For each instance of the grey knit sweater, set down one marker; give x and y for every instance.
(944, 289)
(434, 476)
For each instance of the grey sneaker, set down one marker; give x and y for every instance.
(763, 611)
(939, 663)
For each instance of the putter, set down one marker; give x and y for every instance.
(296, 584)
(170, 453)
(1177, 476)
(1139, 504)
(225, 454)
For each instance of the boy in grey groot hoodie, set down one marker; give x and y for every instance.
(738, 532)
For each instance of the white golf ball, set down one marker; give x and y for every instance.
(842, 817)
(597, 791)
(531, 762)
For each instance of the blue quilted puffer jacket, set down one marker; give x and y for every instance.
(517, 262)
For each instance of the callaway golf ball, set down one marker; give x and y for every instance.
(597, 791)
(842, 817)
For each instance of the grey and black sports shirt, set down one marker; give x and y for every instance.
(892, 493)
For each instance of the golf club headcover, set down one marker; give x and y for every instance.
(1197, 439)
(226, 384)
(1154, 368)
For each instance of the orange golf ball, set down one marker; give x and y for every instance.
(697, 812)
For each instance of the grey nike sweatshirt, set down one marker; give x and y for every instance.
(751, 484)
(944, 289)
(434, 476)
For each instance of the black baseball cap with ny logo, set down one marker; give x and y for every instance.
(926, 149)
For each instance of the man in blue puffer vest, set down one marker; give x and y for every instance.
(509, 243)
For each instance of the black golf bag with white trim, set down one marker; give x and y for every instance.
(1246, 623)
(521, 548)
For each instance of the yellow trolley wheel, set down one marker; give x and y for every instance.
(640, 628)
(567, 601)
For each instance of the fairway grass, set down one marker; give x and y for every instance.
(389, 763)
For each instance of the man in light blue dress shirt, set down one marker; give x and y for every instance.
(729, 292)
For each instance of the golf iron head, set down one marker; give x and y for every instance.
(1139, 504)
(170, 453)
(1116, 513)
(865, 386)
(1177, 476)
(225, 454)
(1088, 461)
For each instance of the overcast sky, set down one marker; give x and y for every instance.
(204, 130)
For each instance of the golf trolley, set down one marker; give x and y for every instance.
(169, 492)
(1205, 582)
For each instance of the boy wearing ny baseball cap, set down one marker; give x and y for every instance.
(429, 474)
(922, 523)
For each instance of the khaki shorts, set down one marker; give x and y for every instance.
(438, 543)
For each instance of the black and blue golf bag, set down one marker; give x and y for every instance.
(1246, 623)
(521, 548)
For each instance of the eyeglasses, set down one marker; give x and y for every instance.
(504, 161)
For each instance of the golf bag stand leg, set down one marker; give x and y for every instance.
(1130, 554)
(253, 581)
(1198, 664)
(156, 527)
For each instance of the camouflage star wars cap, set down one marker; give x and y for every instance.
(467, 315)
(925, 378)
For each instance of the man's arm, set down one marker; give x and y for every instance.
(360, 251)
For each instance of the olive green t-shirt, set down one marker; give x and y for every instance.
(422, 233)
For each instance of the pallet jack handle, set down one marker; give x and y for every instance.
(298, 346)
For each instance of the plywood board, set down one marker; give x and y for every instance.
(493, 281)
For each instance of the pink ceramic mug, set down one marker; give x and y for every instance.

## AIM OF THE EXERCISE
Recast the part of the material that opens with the line containing "For each instance of the callaway" and closes with the line containing "(1154, 368)" as a Markdown table with the columns No. and Line, one numbered row per line, leaving out any blank lines.

## ANSWER
| No. | Line |
|---|---|
| 1 | For each instance of the callaway golf ball, set down one marker; give x and y for every instance. |
| 2 | (597, 791) |
| 3 | (842, 817) |
| 4 | For each instance of the grey and black sports shirt, set down one marker; give x and y for every instance. |
| 5 | (892, 493) |
| 6 | For each instance of the golf club headcover, set down one marker; give x and y for every instance. |
| 7 | (1197, 439) |
| 8 | (226, 384) |
| 9 | (1154, 368) |